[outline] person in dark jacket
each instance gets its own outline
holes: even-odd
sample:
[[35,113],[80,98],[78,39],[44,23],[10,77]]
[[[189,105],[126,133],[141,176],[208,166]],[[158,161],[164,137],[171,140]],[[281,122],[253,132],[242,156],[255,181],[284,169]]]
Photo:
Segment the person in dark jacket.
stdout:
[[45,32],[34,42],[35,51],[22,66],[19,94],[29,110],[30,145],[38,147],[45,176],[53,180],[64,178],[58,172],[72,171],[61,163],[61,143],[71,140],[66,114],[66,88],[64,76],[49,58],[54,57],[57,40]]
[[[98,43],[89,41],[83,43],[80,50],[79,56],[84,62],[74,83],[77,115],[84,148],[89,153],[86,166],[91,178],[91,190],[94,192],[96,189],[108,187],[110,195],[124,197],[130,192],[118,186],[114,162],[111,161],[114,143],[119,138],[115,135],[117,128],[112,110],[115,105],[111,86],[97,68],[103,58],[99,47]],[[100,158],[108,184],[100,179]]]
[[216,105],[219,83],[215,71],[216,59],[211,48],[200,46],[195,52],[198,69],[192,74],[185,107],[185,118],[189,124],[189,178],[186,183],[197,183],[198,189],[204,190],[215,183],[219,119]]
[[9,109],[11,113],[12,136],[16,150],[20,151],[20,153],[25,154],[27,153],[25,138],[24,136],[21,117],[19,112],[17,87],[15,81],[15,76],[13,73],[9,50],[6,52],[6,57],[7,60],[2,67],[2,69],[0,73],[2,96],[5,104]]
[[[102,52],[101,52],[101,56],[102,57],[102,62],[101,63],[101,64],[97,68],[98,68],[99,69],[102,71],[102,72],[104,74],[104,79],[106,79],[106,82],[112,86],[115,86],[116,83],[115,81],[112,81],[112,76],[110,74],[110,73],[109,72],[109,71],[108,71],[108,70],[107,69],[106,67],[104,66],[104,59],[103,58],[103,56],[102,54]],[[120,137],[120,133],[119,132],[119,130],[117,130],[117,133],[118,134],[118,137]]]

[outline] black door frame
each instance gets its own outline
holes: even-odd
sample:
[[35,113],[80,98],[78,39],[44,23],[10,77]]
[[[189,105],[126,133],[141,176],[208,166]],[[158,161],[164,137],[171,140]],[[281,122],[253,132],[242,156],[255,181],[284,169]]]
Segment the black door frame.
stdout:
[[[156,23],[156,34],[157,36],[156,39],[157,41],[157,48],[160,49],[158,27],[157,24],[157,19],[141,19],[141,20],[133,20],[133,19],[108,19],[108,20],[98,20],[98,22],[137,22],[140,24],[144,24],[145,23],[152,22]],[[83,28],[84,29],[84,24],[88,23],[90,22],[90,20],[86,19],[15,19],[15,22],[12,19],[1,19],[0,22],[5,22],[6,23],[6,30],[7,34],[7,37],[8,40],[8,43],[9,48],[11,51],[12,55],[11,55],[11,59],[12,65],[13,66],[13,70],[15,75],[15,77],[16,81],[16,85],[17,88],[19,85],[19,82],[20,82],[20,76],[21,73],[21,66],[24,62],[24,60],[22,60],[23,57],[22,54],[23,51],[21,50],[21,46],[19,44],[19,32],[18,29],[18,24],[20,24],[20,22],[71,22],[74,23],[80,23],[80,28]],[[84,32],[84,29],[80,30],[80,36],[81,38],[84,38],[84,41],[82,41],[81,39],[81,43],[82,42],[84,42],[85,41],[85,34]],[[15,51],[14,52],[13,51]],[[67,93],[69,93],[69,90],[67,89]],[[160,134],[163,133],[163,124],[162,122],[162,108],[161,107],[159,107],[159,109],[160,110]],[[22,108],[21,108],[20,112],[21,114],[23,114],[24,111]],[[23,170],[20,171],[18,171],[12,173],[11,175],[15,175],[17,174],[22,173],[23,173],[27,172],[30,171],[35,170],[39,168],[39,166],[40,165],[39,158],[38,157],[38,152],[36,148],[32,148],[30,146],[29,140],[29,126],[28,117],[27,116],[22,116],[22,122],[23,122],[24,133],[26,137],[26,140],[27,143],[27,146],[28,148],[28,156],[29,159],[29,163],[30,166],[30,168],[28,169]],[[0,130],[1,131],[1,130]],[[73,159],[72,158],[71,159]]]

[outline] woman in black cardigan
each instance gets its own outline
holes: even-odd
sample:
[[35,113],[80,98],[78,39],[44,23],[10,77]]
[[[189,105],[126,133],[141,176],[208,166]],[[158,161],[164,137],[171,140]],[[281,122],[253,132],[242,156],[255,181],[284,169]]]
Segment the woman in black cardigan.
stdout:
================================
▶ _Stated task_:
Return all of the lines above verbatim, with nothing added, dropped, or altered.

▶ _The completed task_:
[outline] person in dark jacket
each instance gets its own outline
holes: even-odd
sample:
[[35,113],[80,98],[78,39],[44,23],[10,77]]
[[[189,105],[126,133],[141,176],[208,166]],[[158,161],[164,137],[171,140]],[[281,122],[253,132],[242,156],[255,181],[284,169]]]
Photo:
Segment the person in dark jacket.
stdout:
[[45,32],[34,42],[35,51],[22,66],[19,94],[29,110],[30,145],[38,147],[45,176],[53,180],[64,178],[58,172],[72,171],[61,163],[61,143],[71,140],[66,114],[66,88],[64,76],[49,58],[54,57],[57,40]]
[[[98,43],[89,41],[83,43],[80,50],[79,56],[84,62],[74,83],[77,115],[84,148],[89,153],[86,166],[91,178],[91,190],[94,192],[96,189],[108,187],[110,195],[124,197],[130,192],[118,186],[114,162],[111,161],[114,143],[119,138],[115,135],[117,128],[112,110],[115,105],[111,86],[97,68],[103,58],[99,47]],[[100,158],[108,184],[100,179]]]
[[216,105],[219,83],[215,71],[216,59],[211,48],[200,46],[195,52],[198,69],[192,74],[185,107],[185,118],[189,124],[189,178],[186,183],[197,183],[198,189],[204,190],[215,183],[219,119]]
[[9,109],[11,113],[12,136],[16,150],[20,151],[20,153],[25,154],[27,153],[25,138],[24,136],[21,117],[19,112],[17,87],[15,81],[15,76],[13,73],[9,50],[6,52],[6,57],[7,60],[2,67],[2,69],[0,73],[2,96],[5,104]]
[[[102,52],[101,52],[101,56],[102,57],[102,62],[101,63],[101,64],[97,68],[98,68],[99,69],[102,71],[102,72],[104,74],[104,79],[106,79],[106,82],[112,86],[115,86],[116,83],[115,81],[112,81],[112,76],[110,74],[110,73],[109,72],[109,71],[108,71],[108,70],[107,69],[106,67],[104,66],[104,59],[103,58],[103,56],[102,54]],[[120,137],[120,133],[119,132],[119,130],[117,130],[117,133],[118,134],[118,137]]]

[outline] black door frame
each instance gets its own outline
holes: even-odd
sample:
[[35,113],[80,98],[78,39],[44,23],[10,77]]
[[[189,105],[126,133],[141,176],[208,166]],[[158,161],[164,137],[171,140]],[[281,122],[253,132],[242,156],[255,181],[284,169]]]
Segment the black door frame.
stdout:
[[[156,23],[156,34],[157,36],[156,39],[157,41],[157,48],[160,49],[158,27],[157,24],[157,19],[141,19],[141,20],[133,20],[133,19],[108,19],[108,20],[98,20],[98,22],[137,22],[140,24],[144,24],[145,23],[152,22]],[[83,28],[84,29],[84,24],[88,23],[90,22],[90,20],[86,19],[15,19],[15,22],[12,19],[1,19],[0,22],[5,22],[6,23],[6,30],[7,34],[7,37],[8,40],[8,43],[9,48],[11,51],[12,55],[11,55],[11,59],[12,65],[13,66],[13,70],[15,75],[15,77],[16,81],[16,85],[17,88],[19,85],[19,82],[20,82],[20,76],[21,73],[21,66],[24,62],[24,60],[22,60],[23,57],[22,54],[23,51],[21,50],[21,46],[19,44],[19,32],[18,29],[18,24],[20,24],[20,22],[71,22],[74,23],[80,23],[80,28]],[[84,32],[84,29],[80,30],[80,36],[81,38],[84,38],[84,41],[82,41],[81,39],[81,43],[82,42],[84,42],[85,41],[85,34]],[[15,51],[14,52],[13,51]],[[67,93],[69,93],[69,90],[67,89]],[[160,134],[163,133],[163,124],[162,122],[162,108],[161,107],[159,107],[159,109],[160,110]],[[22,108],[21,108],[20,112],[21,114],[23,114],[24,111]],[[23,170],[20,171],[18,171],[12,173],[11,175],[15,175],[17,174],[22,173],[23,173],[27,172],[30,171],[35,170],[39,168],[39,166],[40,165],[39,158],[38,157],[38,152],[36,148],[32,148],[30,146],[29,140],[29,126],[28,117],[27,116],[22,116],[22,122],[23,122],[24,133],[26,137],[26,140],[27,143],[27,146],[28,148],[28,156],[29,159],[29,163],[30,166],[30,168],[28,169]],[[0,130],[1,131],[1,130]],[[73,159],[72,158],[71,159]]]

[outline] woman in black cardigan
each instance gets its own outline
holes: even-odd
sample:
[[35,113],[80,98],[78,39],[44,23],[10,77]]
[[[189,105],[126,133],[141,176],[208,166]],[[158,161],[164,137],[171,140]],[[281,122],[253,132],[242,156],[255,181],[284,169]]]
Segment the woman in black cardigan.
stdout:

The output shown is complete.